Mi accompagnano fino al bivio che mi avrebbe portato al traghetto. Mi lasciano un numero di telefono e mi danno indicazioni circa un'app da installare sul telefono, da usare in casi simili, poi ci salutiamo, strette di mano piene di fiducia, sorrisi, occhi colmi di gratitudine...(i miei). E la paternale? Quella del tipo non si giuda quando si avverte il sonno? E la patente? E i documenti?
Chissà se in norvegese esiste il corrispettivo di favorisca. Forse no.


sabato 24 agosto 2013

Obiettivo realtà



Ogni tanto mi metto alla prova, lancio delle vere e proprie sfide a me stessa. L'ho sempre fatto, sin da piccolissima quando salivo e scendevo di corsa le scale di casa contando quante volte lo facevo in mezz'ora. E ogni volta provavo a battere il mio record personale. O quando in piscina facevo le gare di apnea, sempre con me stessa, perché nessuno voleva 'giocare' così con me. Ma le sfide sono state anche mentali, emotive; provavo, ad esempio, a fare a meno della mia amica del cuore per qualche giorno, per studiare le mie reazioni psichiche, per trarre conclusioni del tipo sì, ce la posso fare/no, non ce la posso fare.
Ho sempre fatto fotografie, come dice  Charlotte (Scarlett Johansson) in Lost in translation: I tried taking pictures, but they were so mediocre. I guess every girl goes through a photography phase. You know, horses... taking pictures of your feet. Solo che io dalla fase foto (dei piedi e non) e dalla fase cavalli, non ne sono mai uscita.
Quando ero una fanciullina di 11 anni, mio padre mi regalò una Polaroid. La felicità di possedere una macchina fotografica che sfornava foto istantaneamente me la ricordo ancora, credo sia stata una della gioie più grosse della mia pre adolescenza. Le mie erano fotografie nichiliste: forchetta con gelatina, manico di scopa per terra, kleenex dentro il cestino della carta, dito graffiato dal gatto, occhio che lacrima.
E' abbastanza intuibile capire quanto per me, il periodo del digitale e dell'editing fotografico, rappresenti come per il goloso, una vera e propria pasticceria ricolma di torte e dolcetti.
La sfida di questi ultimi giorni, è riuscire a capire cosa sia per me la fotografia. E per capirlo devo privarmene. La mia ultima foto scattata con la Leica è di due giorni fa. 48 ore sono relativamente poche, ma sono sufficienti per farmi intuire alcune cose.
Sophie Calle in una delle sue opere, La Filature (il pedinamento), chiese a sua madre di mandarle un detective per seguirla e fotografarla in diversi istanti della giornata, come conferma della propria esistenza. Perché la realtà spesso sfugge, e il bisogno di afferrarla e trattenerla in qualche modo, come quelle bottigliette con su scritto 'aria di Positano', è quasi irrefrenabile. Il mondo che mi circonda mi piace a tal punto, da dubitare della sua esistenza. La campagna della Val di Chiana, esiste? Io la vedo, sembra un patchwork, come quelli che facevo insieme a mia nonna. Con i ritagli di stoffa, mi piaceva accostare i colori che stavano bene insieme. La campagna senese è uno splendido patchwork dove il giallo ocra, il verde foresta, il bronzo e il verde oliva, si alternano con grazia e perfezione. Le cuciture sono le strade e i viottoli sterrati. Mangio con gli occhi e con il cuore, quindi fotografo.

### Dati forniti
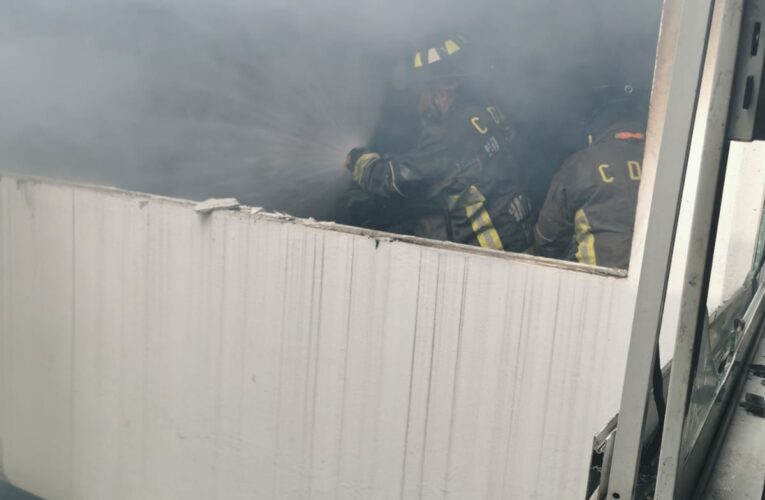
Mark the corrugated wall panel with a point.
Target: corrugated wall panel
(149, 352)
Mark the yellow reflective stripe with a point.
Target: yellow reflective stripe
(418, 60)
(451, 47)
(483, 227)
(361, 165)
(586, 240)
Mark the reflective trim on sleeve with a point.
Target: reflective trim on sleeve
(585, 239)
(481, 222)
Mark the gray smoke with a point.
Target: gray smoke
(261, 100)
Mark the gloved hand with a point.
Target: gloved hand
(353, 157)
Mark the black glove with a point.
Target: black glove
(353, 157)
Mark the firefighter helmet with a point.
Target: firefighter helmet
(445, 57)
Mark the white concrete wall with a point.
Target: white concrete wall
(740, 216)
(148, 352)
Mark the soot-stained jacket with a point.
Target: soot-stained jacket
(460, 182)
(589, 212)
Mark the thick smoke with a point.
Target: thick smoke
(260, 100)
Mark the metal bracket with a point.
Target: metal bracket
(747, 115)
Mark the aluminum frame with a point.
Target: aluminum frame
(682, 44)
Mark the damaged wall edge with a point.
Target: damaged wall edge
(265, 214)
(171, 355)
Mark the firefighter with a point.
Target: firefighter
(461, 181)
(589, 213)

### Consegna
Restituisci senza alcuna modifica il tratto del testo sulla fotografia che va da "Quando ero una" fino a "torte e dolcetti.".

### Soluzione
Quando ero una fanciullina di 11 anni, mio padre mi regalò una Polaroid. La felicità di possedere una macchina fotografica che sfornava foto istantaneamente me la ricordo ancora, credo sia stata una della gioie più grosse della mia pre adolescenza. Le mie erano fotografie nichiliste: forchetta con gelatina, manico di scopa per terra, kleenex dentro il cestino della carta, dito graffiato dal gatto, occhio che lacrima.
E' abbastanza intuibile capire quanto per me, il periodo del digitale e dell'editing fotografico, rappresenti come per il goloso, una vera e propria pasticceria ricolma di torte e dolcetti.